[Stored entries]
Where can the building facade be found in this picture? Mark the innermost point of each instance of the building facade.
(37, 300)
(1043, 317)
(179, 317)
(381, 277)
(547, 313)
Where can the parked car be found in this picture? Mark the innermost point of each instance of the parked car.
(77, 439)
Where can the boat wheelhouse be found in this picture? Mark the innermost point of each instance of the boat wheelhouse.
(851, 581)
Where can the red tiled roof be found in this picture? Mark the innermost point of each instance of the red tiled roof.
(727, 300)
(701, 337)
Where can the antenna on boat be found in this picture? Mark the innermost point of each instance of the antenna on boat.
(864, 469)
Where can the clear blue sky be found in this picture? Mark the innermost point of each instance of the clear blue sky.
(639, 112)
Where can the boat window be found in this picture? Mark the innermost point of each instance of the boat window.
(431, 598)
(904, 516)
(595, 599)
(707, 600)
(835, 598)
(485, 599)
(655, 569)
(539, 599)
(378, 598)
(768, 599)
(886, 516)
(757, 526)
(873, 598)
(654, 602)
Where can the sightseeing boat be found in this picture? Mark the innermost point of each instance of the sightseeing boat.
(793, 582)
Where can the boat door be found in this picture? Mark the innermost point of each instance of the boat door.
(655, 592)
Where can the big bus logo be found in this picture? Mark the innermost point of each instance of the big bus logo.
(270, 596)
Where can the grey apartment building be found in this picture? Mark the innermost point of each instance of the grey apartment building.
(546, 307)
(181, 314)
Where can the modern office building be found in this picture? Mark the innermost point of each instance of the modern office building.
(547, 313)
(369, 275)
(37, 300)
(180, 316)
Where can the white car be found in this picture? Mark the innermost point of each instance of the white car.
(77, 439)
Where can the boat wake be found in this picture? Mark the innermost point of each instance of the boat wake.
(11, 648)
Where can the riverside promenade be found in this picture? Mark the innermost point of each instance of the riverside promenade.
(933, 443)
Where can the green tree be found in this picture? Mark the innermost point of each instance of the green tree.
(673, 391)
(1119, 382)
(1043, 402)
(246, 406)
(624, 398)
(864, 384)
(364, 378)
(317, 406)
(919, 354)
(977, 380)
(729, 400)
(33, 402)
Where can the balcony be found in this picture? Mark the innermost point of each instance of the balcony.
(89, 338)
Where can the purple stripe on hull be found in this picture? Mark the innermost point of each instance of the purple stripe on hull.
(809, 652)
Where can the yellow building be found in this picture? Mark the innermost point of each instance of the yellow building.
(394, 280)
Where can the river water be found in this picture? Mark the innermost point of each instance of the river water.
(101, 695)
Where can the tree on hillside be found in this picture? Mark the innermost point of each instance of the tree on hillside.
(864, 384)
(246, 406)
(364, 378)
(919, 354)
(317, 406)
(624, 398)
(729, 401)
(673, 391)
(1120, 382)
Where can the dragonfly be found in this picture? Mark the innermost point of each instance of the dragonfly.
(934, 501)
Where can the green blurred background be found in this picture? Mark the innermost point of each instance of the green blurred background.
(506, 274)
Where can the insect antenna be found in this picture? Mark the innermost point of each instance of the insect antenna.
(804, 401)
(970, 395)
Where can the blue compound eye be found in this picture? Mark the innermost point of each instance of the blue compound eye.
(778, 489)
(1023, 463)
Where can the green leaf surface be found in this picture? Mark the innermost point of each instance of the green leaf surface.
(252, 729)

- **ASSIGNED TASK**: Go back to the data above and please quote exactly, and only, the lines from the line with "Where can the green leaf" through its last line.

- **ANSWER SPACE**:
Where can the green leaf surface be found in this picture? Mark the innermost point of each instance of the green leaf surface.
(252, 729)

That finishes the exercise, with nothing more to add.